The task >>
Start to finish, copy the data exactly.

Data excerpts >>

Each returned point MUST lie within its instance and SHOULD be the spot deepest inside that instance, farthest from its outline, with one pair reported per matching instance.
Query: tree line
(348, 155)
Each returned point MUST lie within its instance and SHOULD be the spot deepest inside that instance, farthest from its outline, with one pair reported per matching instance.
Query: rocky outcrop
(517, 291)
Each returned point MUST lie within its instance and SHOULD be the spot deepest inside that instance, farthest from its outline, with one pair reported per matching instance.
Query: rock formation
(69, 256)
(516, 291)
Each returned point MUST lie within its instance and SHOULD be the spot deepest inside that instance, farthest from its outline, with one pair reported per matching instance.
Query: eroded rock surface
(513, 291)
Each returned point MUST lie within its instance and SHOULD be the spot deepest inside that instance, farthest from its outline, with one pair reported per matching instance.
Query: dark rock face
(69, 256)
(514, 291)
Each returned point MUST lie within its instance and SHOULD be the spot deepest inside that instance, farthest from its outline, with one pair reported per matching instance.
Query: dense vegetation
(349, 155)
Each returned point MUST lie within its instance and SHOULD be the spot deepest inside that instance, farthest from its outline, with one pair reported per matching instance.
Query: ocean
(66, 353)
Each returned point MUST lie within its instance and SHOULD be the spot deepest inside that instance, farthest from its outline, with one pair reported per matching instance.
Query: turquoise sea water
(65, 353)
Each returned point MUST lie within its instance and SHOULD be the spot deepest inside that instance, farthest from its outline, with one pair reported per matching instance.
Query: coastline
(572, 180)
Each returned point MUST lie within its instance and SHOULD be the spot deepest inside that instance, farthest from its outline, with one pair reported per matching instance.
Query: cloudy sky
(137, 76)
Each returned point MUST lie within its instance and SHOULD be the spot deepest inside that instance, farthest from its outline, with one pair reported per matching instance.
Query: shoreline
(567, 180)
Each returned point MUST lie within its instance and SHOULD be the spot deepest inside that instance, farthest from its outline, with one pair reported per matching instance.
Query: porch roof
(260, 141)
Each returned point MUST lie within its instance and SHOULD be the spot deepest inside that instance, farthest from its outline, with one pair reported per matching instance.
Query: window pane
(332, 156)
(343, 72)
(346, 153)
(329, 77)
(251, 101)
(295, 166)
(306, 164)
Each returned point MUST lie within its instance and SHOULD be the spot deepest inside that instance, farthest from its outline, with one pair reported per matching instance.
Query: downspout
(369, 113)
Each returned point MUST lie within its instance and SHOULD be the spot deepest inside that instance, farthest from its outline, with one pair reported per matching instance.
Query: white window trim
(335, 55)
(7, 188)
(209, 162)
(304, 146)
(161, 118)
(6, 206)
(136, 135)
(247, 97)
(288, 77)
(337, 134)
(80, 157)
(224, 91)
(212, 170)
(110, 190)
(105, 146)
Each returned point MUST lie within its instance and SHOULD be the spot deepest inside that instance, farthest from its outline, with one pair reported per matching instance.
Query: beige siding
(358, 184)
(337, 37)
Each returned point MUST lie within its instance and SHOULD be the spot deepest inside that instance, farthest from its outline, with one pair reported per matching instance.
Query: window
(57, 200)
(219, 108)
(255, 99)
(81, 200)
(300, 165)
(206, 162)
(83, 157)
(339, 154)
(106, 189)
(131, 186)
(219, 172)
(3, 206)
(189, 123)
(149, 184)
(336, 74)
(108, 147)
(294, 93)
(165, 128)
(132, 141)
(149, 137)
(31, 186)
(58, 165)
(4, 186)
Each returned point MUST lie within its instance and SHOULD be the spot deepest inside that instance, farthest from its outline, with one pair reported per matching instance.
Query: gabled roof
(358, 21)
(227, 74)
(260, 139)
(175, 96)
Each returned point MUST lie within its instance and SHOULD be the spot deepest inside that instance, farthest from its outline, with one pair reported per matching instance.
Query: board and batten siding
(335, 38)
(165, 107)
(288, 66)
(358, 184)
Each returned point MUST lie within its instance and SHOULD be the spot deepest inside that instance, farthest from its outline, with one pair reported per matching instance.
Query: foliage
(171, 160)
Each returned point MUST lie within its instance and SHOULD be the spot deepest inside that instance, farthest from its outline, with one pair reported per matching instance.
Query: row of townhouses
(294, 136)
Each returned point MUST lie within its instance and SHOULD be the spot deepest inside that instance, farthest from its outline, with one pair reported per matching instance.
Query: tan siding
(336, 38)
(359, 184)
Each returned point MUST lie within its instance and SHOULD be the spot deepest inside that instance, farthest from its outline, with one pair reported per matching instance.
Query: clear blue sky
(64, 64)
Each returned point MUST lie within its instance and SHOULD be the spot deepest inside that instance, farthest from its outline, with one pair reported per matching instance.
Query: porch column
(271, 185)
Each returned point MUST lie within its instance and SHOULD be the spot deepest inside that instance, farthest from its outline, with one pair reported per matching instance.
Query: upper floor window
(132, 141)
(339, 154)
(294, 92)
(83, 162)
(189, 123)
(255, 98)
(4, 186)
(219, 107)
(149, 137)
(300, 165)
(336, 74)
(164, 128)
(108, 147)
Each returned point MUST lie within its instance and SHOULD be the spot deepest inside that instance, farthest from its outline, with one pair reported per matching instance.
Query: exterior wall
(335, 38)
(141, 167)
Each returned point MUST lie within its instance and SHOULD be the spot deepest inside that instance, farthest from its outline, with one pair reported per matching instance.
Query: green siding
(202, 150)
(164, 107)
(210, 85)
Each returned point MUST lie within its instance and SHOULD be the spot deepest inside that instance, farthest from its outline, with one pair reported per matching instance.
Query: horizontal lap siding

Output of the task >>
Each returned point MUST lie within its instance and SHOULD be the spot deepest inside that instance, farthest from its outline, with one pair reported per matching instance.
Query: tree line
(348, 155)
Each returned point MUST lie within its instance and SHOULD be the spot deepest inside that instance, farthest from its outline, with one pair reported per matching instance.
Query: rocky outcrop
(517, 291)
Each returned point MUST lie within its instance and SHOULD be the spot deepest inside that instance, farthest from its outline, with one pair reported per matching instance.
Query: rock formation
(69, 256)
(516, 291)
Each returned point MUST lie within its instance and SHOULD be the spot deepest inside that instance, farthest from its outline, with one pair reported per matching instance.
Query: eroded rock surface
(513, 291)
Each returned point MUST lie within its instance and SHOULD be the spot deepest inside that instance, farthest from its outline, with one pair reported per matching instance.
Query: dark rock face
(69, 256)
(514, 291)
Each returned point MUST lie within its instance and SHOULD be the spot deepest inside that instance, farthest from its outline, with one pair reported per matching instance.
Query: dense vegetation
(349, 155)
Each returned point MUST lie within its instance and SHOULD be the spot deepest inside that instance, farthest from its outline, with one pair reported per matching instance.
Query: ocean
(66, 353)
Each returned point MUST lie within its instance and SHOULD be the spot deepest inside that instance, farthest from its outline, with one pair reported per matching instance.
Query: turquoise sea water
(65, 353)
Each returned point MUST lie within its instance and SHOULD be the spot deepest inside that instance, farthest from its outline, with one pair reported per matching instance.
Query: coastline
(572, 180)
Each returned point MUST lie within its instance and SHOULD be the spot deepest inside that instance, farthest from its outline, with one pair reported per matching instance.
Query: cloudy sky
(137, 76)
Each returned point MUST lie within its instance and SHOULD be the spot deepest inside that instance, farthest from its outline, with one pair reported per matching instance.
Query: shoreline
(567, 180)
Each returned point MUST lie within its instance and SHOULD be the spot deepest inside that instance, farthest from its outline, with one pair reported per matching instance.
Query: porch roof
(260, 141)
Each returned point MUST lie within its instance and SHOULD be the spot deepest inside that instance, farthest from its outline, with one pair reported per matching instance.
Query: window pane
(332, 156)
(343, 72)
(346, 153)
(329, 77)
(251, 101)
(295, 166)
(306, 164)
Each returned point MUST lie within its instance and SHOULD be the spot deepest inside that instance, farthest from its outline, with one pair reported per matching instance.
Query: downspout
(369, 113)
Each returned point MUST lie within its instance and SHOULD be the spot deepest inside that instance, farthest from its outline, with one pair reported per matching instance.
Query: white window trim
(335, 55)
(7, 188)
(209, 162)
(304, 146)
(161, 118)
(6, 206)
(136, 135)
(247, 97)
(288, 77)
(337, 134)
(80, 157)
(224, 91)
(212, 170)
(110, 190)
(105, 146)
Each returned point MUST lie within its instance and SHOULD be the spot deepest inside that instance, farthest from its outline, with one pair reported per matching instance.
Query: beige siding
(358, 184)
(337, 37)
Each returned point MUST lie within its instance and SHOULD be the spot deepest inside that instance, farthest from its outline, with one pair reported per matching instance.
Query: window
(57, 200)
(219, 108)
(255, 99)
(81, 200)
(300, 165)
(206, 162)
(83, 157)
(339, 154)
(106, 189)
(131, 186)
(219, 172)
(3, 206)
(189, 123)
(149, 184)
(336, 74)
(108, 147)
(294, 93)
(165, 128)
(132, 141)
(149, 137)
(31, 186)
(58, 165)
(4, 186)
Each returned point MUST lie within its instance and SHOULD be the spot deepest inside that instance, farthest from its outline, with one pair reported per matching instance.
Query: gabled roof
(358, 21)
(227, 74)
(260, 139)
(175, 96)
Each returned point MUST lie within its instance and SHOULD be the spot deepest inside that instance, farthest from its outline, with one pair reported per matching instance.
Query: board and batten siding
(335, 38)
(165, 107)
(288, 66)
(358, 184)
Each returned point MUST lie within its instance and SHOULD be the spot deepest inside that instance, farthest from its outline, with one pair reported per matching instance.
Query: foliage
(171, 160)
Each returned point MUST lie within its instance and SHOULD be the spot deepest inside that instance, farthest from its outline, with one pair reported per matching instance.
Query: row of townhouses
(294, 136)
Each returned point MUST lie within its instance and SHOULD be the spot deepest inside that instance, farthest from its outline, with one pair reported per matching instance.
Query: tan siding
(336, 38)
(359, 184)
Each returned point MUST lie within its instance and SHOULD be the spot deepest inside that instance, farthest from its outline, with one pair reported per matching instance.
Query: clear blue sky
(64, 64)
Each returned point MUST lie within its instance and SHOULD be the spot deepest inside that instance, farthest from its outline, with one pair reported per matching instance.
Query: porch column
(271, 185)
Each returned point MUST lie within its instance and SHOULD be the spot deepest inside that instance, farthest from its outline, with one pair reported per matching instance.
Query: upper floor window
(132, 141)
(339, 154)
(294, 92)
(83, 162)
(189, 123)
(255, 98)
(4, 186)
(219, 107)
(149, 137)
(300, 165)
(336, 74)
(164, 128)
(108, 147)
Each returned point MUST lie within its instance and SHOULD be the spot deepest inside that instance, farthest from its outline, with one pair reported per matching instance.
Query: exterior wall
(335, 38)
(141, 167)
Each returned point MUST lie within its instance and SHOULD be the spot deepest inside that instance, farthest from its outline, with one pair reported per matching instance.
Query: green siding
(202, 150)
(164, 107)
(210, 85)
Each returned point MUST lie within its instance and SHOULD be the spot deepest inside that instance, farthest from its outline, with one pair reported per matching instance.
Query: horizontal lap siding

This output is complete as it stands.